Raw data —
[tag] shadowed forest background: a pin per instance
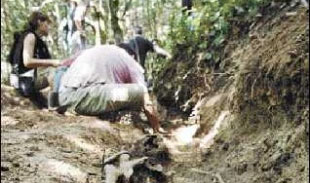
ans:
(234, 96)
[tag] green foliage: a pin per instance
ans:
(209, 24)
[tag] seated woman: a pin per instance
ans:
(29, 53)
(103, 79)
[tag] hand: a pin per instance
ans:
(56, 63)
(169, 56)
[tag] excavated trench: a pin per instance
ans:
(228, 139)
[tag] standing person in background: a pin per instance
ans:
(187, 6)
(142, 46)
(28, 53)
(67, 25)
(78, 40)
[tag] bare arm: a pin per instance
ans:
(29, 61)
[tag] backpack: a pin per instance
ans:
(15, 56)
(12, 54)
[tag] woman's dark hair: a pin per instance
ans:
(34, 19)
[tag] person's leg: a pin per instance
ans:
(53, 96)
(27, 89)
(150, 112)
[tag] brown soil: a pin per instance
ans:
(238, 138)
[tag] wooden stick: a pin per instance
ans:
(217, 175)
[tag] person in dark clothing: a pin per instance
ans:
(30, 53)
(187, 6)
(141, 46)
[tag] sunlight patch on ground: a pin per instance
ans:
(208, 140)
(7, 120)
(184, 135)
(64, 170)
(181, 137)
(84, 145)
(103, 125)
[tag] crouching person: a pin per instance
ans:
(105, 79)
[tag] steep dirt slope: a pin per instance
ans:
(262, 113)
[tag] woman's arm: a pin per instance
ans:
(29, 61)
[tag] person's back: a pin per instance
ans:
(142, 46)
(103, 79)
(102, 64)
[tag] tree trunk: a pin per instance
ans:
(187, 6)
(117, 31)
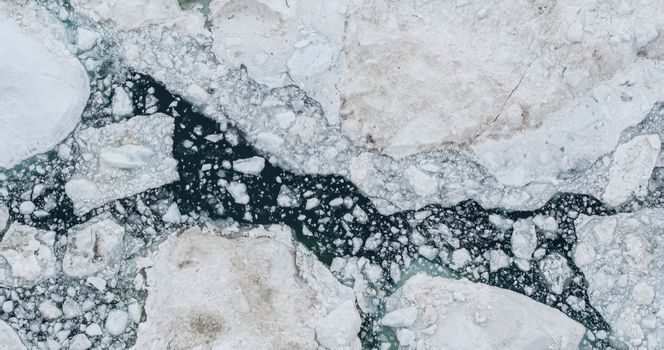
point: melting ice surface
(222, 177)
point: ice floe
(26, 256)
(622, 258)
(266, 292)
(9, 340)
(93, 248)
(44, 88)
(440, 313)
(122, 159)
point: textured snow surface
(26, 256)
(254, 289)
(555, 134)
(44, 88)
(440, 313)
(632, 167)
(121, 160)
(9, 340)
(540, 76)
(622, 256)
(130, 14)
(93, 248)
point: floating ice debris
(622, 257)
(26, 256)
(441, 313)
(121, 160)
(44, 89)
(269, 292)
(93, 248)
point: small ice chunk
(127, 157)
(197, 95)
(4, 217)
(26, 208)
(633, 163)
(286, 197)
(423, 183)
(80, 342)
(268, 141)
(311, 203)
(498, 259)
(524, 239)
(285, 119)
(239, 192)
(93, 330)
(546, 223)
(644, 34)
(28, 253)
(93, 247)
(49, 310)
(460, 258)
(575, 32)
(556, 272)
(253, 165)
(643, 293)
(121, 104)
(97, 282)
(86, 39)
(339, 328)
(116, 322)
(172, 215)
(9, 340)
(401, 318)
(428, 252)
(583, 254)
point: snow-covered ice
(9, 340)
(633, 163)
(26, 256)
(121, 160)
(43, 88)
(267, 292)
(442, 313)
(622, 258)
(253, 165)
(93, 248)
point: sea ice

Brief — List each line of the records that holds the string "dark".

Answer for the task —
[tag] woman's dark hair: a pin per instance
[tag] person in dark clothing: a pin per instance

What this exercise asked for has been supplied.